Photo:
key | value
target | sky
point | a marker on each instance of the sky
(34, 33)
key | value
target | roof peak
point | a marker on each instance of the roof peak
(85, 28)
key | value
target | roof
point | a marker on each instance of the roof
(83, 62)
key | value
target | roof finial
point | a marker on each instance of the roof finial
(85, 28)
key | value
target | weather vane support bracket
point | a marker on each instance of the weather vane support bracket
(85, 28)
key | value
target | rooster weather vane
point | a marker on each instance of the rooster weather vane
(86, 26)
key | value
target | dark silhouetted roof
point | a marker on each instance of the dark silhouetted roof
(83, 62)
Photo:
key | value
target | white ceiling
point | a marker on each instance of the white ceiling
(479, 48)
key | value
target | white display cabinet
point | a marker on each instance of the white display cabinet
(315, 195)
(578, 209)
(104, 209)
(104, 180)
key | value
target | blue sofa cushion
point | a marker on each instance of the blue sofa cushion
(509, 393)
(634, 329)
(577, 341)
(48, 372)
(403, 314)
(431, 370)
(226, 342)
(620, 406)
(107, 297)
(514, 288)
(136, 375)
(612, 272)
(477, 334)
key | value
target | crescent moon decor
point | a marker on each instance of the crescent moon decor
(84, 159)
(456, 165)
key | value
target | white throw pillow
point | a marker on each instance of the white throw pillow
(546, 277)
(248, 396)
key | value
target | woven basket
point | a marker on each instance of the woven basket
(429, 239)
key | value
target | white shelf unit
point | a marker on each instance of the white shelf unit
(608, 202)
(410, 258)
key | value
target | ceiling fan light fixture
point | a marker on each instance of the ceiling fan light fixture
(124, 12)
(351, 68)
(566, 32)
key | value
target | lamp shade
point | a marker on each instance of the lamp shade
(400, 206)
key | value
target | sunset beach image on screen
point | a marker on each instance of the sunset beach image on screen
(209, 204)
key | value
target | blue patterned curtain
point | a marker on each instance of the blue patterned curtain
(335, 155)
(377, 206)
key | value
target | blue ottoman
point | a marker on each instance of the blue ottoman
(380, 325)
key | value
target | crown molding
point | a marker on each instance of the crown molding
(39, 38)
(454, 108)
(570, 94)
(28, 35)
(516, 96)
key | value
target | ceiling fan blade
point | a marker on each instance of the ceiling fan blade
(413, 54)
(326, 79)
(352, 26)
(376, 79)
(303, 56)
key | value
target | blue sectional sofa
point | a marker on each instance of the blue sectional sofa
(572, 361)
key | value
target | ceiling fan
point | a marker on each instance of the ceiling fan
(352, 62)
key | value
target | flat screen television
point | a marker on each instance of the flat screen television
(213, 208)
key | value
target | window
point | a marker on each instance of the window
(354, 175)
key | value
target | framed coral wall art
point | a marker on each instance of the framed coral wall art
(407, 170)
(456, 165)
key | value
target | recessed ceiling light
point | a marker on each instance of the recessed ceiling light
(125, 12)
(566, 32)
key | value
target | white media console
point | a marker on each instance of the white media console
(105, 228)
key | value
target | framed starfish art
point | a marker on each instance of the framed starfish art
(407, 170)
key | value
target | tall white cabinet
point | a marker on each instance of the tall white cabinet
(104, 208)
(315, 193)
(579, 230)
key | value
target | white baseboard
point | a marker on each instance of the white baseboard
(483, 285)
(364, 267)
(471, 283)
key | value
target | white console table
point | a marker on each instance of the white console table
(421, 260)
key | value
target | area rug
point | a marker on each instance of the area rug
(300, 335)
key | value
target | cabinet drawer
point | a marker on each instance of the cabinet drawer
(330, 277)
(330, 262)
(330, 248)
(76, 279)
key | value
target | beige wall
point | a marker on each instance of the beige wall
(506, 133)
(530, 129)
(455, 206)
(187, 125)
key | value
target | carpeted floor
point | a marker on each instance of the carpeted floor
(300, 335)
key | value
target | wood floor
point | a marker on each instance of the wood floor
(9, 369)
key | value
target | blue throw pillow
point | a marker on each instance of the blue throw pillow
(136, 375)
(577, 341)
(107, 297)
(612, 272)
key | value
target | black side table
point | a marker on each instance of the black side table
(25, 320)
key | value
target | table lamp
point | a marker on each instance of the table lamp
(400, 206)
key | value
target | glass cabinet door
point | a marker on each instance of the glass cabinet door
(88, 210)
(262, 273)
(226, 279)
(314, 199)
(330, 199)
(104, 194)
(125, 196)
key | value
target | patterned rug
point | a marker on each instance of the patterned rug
######
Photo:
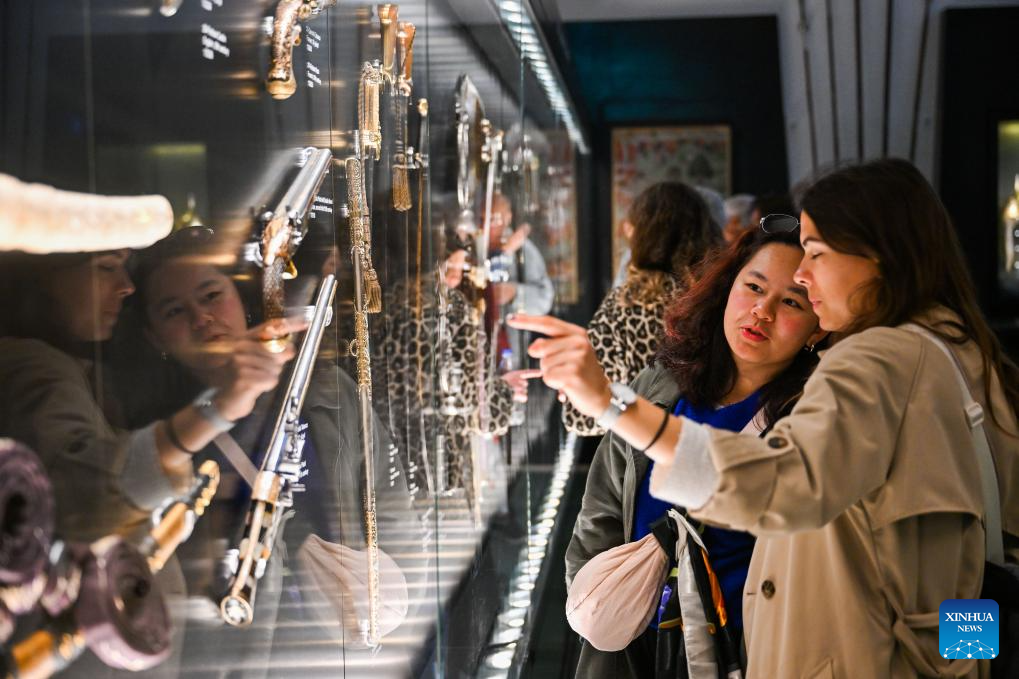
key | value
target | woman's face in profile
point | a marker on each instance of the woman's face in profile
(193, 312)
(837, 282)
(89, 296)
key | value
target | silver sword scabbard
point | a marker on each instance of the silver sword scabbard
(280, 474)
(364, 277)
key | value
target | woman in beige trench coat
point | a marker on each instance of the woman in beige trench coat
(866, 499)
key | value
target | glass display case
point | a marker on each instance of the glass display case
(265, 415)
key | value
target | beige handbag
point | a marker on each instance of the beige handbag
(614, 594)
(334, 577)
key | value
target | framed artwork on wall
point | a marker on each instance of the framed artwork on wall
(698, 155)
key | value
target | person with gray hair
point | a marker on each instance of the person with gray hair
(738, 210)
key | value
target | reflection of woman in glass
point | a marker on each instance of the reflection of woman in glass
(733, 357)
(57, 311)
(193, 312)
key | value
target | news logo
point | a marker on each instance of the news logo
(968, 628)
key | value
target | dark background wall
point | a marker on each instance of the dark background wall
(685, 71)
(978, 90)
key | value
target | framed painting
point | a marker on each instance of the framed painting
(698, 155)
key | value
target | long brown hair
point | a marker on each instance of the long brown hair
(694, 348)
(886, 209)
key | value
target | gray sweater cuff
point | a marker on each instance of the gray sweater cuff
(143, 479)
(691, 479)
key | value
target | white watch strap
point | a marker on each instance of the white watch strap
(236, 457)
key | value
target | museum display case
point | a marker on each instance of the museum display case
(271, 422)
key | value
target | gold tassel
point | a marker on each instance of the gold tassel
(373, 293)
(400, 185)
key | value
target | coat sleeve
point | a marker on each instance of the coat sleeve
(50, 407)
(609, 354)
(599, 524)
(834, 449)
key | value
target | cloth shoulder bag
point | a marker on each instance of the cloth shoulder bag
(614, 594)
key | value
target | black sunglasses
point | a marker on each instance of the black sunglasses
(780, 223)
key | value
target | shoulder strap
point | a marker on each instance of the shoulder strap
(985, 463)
######
■ Work instructions
Gather every line of the records above that contains the string "scabbard".

■ Exercise solution
target | silver sword scabbard
point | a marker on each instance of the silver sword scabbard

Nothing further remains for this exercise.